Provided information below:
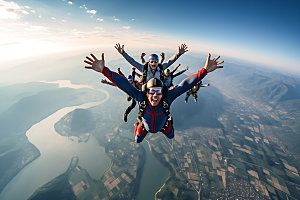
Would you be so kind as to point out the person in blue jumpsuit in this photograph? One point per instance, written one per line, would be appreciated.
(154, 118)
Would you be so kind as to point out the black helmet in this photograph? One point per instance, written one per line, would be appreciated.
(153, 57)
(153, 82)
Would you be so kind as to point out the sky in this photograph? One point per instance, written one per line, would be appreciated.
(265, 32)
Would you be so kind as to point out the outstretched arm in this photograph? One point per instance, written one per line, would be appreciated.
(192, 80)
(142, 58)
(175, 69)
(182, 71)
(162, 57)
(121, 73)
(107, 82)
(121, 50)
(181, 50)
(120, 81)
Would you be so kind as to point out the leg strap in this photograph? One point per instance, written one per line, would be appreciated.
(139, 132)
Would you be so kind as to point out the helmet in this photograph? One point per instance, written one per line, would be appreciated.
(153, 57)
(167, 71)
(153, 82)
(129, 77)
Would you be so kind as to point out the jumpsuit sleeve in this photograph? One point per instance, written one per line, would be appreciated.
(177, 74)
(129, 59)
(173, 71)
(122, 83)
(171, 61)
(185, 85)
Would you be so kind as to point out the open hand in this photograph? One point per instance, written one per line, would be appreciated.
(95, 64)
(182, 49)
(212, 65)
(120, 48)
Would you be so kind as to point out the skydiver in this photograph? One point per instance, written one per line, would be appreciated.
(154, 100)
(135, 83)
(152, 64)
(162, 55)
(193, 91)
(168, 76)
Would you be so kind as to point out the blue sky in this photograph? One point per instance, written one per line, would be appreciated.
(263, 31)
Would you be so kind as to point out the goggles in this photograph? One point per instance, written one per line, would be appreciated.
(152, 91)
(153, 61)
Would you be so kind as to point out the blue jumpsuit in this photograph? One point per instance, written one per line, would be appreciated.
(153, 118)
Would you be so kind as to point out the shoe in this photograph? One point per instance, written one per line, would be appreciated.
(125, 117)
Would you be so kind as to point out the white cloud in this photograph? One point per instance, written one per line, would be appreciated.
(127, 27)
(11, 10)
(83, 6)
(25, 12)
(93, 12)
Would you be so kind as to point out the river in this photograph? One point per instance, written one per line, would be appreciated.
(56, 154)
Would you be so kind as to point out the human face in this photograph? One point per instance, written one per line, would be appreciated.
(153, 64)
(154, 95)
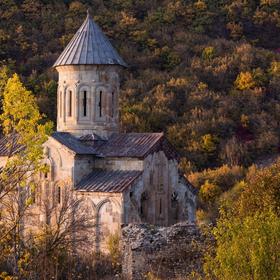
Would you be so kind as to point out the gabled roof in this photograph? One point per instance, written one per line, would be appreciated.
(136, 145)
(112, 181)
(130, 145)
(89, 46)
(73, 144)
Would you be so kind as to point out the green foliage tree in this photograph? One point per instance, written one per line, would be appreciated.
(246, 248)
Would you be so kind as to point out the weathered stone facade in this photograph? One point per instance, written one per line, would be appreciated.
(88, 99)
(139, 179)
(166, 252)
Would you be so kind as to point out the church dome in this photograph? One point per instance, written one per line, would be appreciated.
(89, 46)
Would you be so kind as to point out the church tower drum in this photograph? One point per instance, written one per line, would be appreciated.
(88, 86)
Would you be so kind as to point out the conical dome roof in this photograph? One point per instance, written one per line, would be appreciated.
(89, 46)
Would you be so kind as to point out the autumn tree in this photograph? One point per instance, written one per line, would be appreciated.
(24, 134)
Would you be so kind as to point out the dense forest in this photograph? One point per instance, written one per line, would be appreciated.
(205, 72)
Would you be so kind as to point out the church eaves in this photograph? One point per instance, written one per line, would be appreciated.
(89, 46)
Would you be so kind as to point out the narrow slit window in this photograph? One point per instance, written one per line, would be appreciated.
(58, 195)
(100, 104)
(70, 104)
(112, 109)
(85, 103)
(60, 104)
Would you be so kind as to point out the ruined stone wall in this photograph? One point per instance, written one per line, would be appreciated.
(162, 197)
(165, 252)
(106, 211)
(119, 164)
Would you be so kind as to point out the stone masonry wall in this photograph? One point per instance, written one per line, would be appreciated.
(166, 252)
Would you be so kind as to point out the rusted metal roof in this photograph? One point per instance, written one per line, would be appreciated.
(73, 143)
(130, 145)
(89, 46)
(112, 181)
(136, 145)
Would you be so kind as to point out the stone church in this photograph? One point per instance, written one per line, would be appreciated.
(121, 177)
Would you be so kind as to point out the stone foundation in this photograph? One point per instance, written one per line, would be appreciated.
(165, 252)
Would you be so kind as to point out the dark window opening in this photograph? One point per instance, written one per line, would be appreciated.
(85, 103)
(58, 195)
(144, 206)
(46, 173)
(60, 104)
(100, 104)
(113, 99)
(70, 104)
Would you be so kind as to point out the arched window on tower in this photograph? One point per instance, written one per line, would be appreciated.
(84, 103)
(100, 103)
(70, 103)
(112, 104)
(60, 104)
(58, 195)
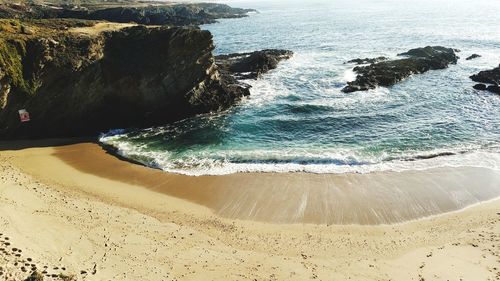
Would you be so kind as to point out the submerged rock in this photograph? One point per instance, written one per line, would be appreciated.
(473, 56)
(480, 87)
(251, 65)
(488, 76)
(367, 60)
(388, 73)
(75, 85)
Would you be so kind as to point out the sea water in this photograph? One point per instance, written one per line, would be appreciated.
(298, 120)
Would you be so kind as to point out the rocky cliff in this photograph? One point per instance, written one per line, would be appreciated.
(76, 83)
(142, 12)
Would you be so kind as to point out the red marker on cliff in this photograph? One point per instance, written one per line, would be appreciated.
(24, 115)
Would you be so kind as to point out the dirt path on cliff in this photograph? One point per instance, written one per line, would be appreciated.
(101, 27)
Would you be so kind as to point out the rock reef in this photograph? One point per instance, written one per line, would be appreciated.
(74, 85)
(388, 73)
(367, 60)
(489, 80)
(251, 65)
(473, 56)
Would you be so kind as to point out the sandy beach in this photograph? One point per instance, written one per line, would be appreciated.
(76, 210)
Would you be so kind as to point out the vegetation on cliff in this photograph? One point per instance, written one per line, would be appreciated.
(80, 84)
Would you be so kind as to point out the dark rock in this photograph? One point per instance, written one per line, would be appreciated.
(494, 89)
(388, 73)
(488, 76)
(480, 87)
(367, 60)
(473, 56)
(136, 77)
(251, 65)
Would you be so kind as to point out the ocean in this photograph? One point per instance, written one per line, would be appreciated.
(298, 120)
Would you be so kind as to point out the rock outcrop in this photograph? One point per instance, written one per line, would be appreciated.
(74, 85)
(123, 12)
(251, 65)
(388, 73)
(367, 60)
(489, 80)
(473, 56)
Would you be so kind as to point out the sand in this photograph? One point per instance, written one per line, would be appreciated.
(77, 208)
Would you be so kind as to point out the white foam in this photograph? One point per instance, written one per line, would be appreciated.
(306, 161)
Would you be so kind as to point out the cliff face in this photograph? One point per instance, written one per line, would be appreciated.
(74, 85)
(152, 13)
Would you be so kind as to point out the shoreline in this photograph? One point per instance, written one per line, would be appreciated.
(365, 199)
(113, 229)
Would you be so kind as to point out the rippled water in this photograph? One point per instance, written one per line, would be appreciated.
(297, 119)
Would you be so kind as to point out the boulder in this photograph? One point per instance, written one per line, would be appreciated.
(488, 76)
(388, 73)
(480, 87)
(367, 60)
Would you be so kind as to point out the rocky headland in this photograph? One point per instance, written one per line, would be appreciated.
(489, 80)
(79, 77)
(142, 12)
(389, 72)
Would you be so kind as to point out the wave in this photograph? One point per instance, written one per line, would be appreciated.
(292, 161)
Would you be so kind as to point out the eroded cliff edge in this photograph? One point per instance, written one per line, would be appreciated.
(76, 82)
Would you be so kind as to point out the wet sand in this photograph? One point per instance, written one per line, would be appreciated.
(105, 224)
(377, 198)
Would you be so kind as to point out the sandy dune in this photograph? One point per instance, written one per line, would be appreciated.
(101, 228)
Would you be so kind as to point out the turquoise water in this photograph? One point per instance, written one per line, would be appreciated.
(298, 120)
End of Provided information.
> [Activity]: Reproduce the records verbatim, omitting all images they contain.

> [Response to this task]:
Would you be so kind as to point out the person in blue jumpsuit in this photograph? One point per instance, written one per line, would be appreciated.
(154, 118)
Would you be so kind as to point out the black helmet in this photograph? One point per instance, written one per line, would be appreciated.
(153, 57)
(153, 82)
Would you be so kind as to point out the sky in this photograph? One point per instance, written one per line, would be appreciated.
(265, 32)
Would you be so kind as to point out the outstretched arm in this photograph? One point per instance, written one per line, would be appreciated.
(192, 80)
(142, 58)
(175, 69)
(182, 71)
(162, 57)
(121, 73)
(107, 82)
(121, 50)
(181, 50)
(120, 81)
Would you be so kind as to point out the leg strap in this photograph? One point per instance, written one per line, would be appreciated.
(139, 132)
Would you be so kind as to point out the helmet in this photograph? One point per instance, written one per line, would be appreciated.
(153, 57)
(167, 71)
(153, 82)
(129, 77)
Would you be so kind as to point out the jumpsuit sleeve in this photograph? One point per instance, written one per line, would be appreciated.
(177, 74)
(129, 59)
(173, 71)
(122, 83)
(171, 61)
(185, 85)
Would you be so kind as to point out the open hand in this photograph? One point per instance, written one per line, would be appreciated.
(95, 64)
(182, 49)
(212, 65)
(120, 48)
Would you be so kind as to point out the skydiver in this photograph? One point per instance, written one per line, would be appreciated.
(154, 100)
(135, 83)
(152, 64)
(162, 55)
(193, 91)
(168, 76)
Would you be so kind as to point out the blue sky in this photograph? One point per instance, written one per line, would be appreciated.
(263, 31)
Would you be so kind as to point out the goggles in this photograph? One point per instance, written one per line, would be appreciated.
(152, 91)
(153, 61)
Would you be so kind as to point out the blue jumpsuit in this photograph? One point per instance, written one per line, would be appreciated.
(153, 118)
Would you be so kind as to point out the shoe in this photograph? One point per instance, written one per line, would be appreciated.
(125, 117)
Would you be so kind as to point out the white cloud in this photograph? One point per instance, written one per line, would be appreciated.
(127, 27)
(11, 10)
(83, 6)
(25, 12)
(93, 12)
Would you be so kind as to point out the river in this photograph? One point per instance, written one per line, would be appreciated.
(56, 154)
Would you be so kind as to point out the human face in this photograph? One point per instance, written one per line, would be appreciated.
(153, 64)
(154, 95)
Would you be so kind as to point out the gabled roof in this photograph? One point per instance, written one per line, would be appreciated.
(136, 145)
(112, 181)
(130, 145)
(89, 46)
(73, 144)
Would you be so kind as to point out the green foliage tree in this photograph? One point per instance, written one per line, would be appreciated.
(246, 248)
Would you be so kind as to point out the weathered stone facade in this photograph? One point per instance, written one per line, would be appreciated.
(88, 99)
(139, 179)
(166, 252)
Would you be so kind as to point out the church dome in this photograph? One point per instance, written one per line, would be appreciated.
(89, 46)
Would you be so kind as to point out the church tower drum in this photograph? One point per instance, written one per line, would be appreciated.
(88, 86)
Would you be so kind as to point out the conical dome roof in this photograph? One point per instance, written one per line, would be appreciated.
(89, 46)
Would you be so kind as to point out the autumn tree in this photograph? One point per instance, written one per line, would be appreciated.
(24, 134)
Would you be so kind as to point out the dense forest in this photograph? One point per instance, written one per line, would be appreciated.
(205, 72)
Would you be so kind as to point out the church eaves in this photograph? One point per instance, written one per line, would be appreciated.
(89, 46)
Would you be so kind as to point out the narrow slit window in this photograph? One point per instance, written one per line, would be appreciated.
(58, 195)
(100, 104)
(70, 104)
(112, 109)
(85, 103)
(60, 104)
Would you be so kind as to point out the ruined stone wall in this photograph? One point per instance, written one per line, would be appreciated.
(162, 197)
(165, 252)
(106, 211)
(119, 164)
Would you be so kind as to point out the stone masonry wall in this photograph? One point per instance, written one per line, would be appreciated.
(166, 252)
Would you be so kind as to point out the rusted metal roof in this photograph? One point per instance, written one per line, would be appreciated.
(73, 143)
(130, 145)
(89, 46)
(112, 181)
(136, 145)
Would you be so kind as to point out the stone church in this photograph? One point per instance, written one per line, would be appreciated.
(121, 177)
Would you be so kind as to point out the stone foundation in this photograph? One point per instance, written one per line, would be appreciated.
(165, 252)
Would you be so kind as to point out the dark window opening in this photograph? One point per instance, written one per line, would be appreciated.
(85, 103)
(58, 195)
(144, 206)
(46, 173)
(60, 104)
(100, 104)
(113, 99)
(70, 104)
Would you be so kind as to point out the arched window on tower in this photograph? One point per instance, written one per line, would be appreciated.
(84, 103)
(100, 103)
(70, 103)
(112, 104)
(60, 104)
(58, 195)
Would you be so kind as to point out the submerged rock in this photograph? One point per instance, written one per line, would be appreciated.
(473, 56)
(480, 87)
(251, 65)
(488, 76)
(367, 60)
(388, 73)
(75, 85)
Would you be so kind as to point out the sea water in this photograph? One point per instance, written one per line, would be appreciated.
(298, 120)
Would you be so kind as to point out the rocky cliff in this photograph? One point per instance, written one per line, would be appreciated.
(76, 83)
(142, 12)
Would you be so kind as to point out the red marker on cliff in this photograph? One point per instance, written one per line, would be appreciated.
(24, 115)
Would you be so kind as to point out the dirt path on cliff in this photograph? One point per instance, written one per line, would be appreciated.
(101, 27)
Would you be so kind as to point out the rock reef in this photograph? One point per instance, written one per line, would be appreciated.
(74, 85)
(388, 73)
(367, 60)
(489, 80)
(251, 65)
(473, 56)
Would you be so kind as to point out the sandy beach in this photograph? One point per instance, written one per line, would be appreciated.
(76, 210)
Would you be so kind as to point out the vegetation on cliff in this photograph? One point per instance, written one per line, would be appreciated.
(80, 84)
Would you be so kind as to point out the dark rock in this photograph? One point per instance, written one per line, would be appreciated.
(494, 89)
(388, 73)
(488, 76)
(480, 87)
(367, 60)
(473, 56)
(136, 77)
(251, 65)
Would you be so kind as to point out the ocean in this photograph? One point per instance, written one per line, would be appreciated.
(298, 120)
Would you be so kind as to point out the rock outcrop in this photograph? One point per instance, written one per line, would be appreciated.
(74, 85)
(123, 12)
(251, 65)
(388, 73)
(367, 60)
(489, 80)
(473, 56)
Would you be so kind as to point out the sand in this photograph? One point per instance, written one per line, would be appreciated.
(77, 208)
Would you be so kind as to point out the white foam in this photograph? One point per instance, written one per line, would be appreciated.
(306, 161)
Would you be so kind as to point out the cliff face in this photograph? One point per instance, written one per line, would be appreciated.
(74, 85)
(152, 13)
Would you be so kind as to point out the shoreline in this photograph? One point per instance, written one per line, would be appreciated.
(365, 199)
(113, 229)
Would you be so kind as to point out the rippled water in this photograph? One point per instance, written one per line, would be appreciated.
(297, 119)
Would you be so kind as to point out the boulder in this photograph? One point per instance, written one per line, would be appreciated.
(488, 76)
(388, 73)
(480, 87)
(367, 60)
Would you be so kind as to point out the rocky headland in this photograph? One point per instance, written one per line, would be appreciated.
(489, 80)
(79, 77)
(142, 12)
(389, 72)
Would you be so kind as to point out the wave in this photograph? One point per instance, written one per line, would be appreciated.
(292, 161)
Would you be so kind as to point out the eroded cliff edge in this photograph? One point per instance, written one per line, would be appreciated.
(76, 82)
Would you be so kind as to point out the wet sand in this photograph? One point per instance, written one per line, would be appreciated.
(105, 224)
(377, 198)
Would you be so kind as to point out the sandy dune in this photograph? One point per instance, written one per line, would be appreciated.
(101, 228)
Would you be so kind as to point out the turquoise water in this photograph? One point per instance, written one per line, would be appreciated.
(298, 120)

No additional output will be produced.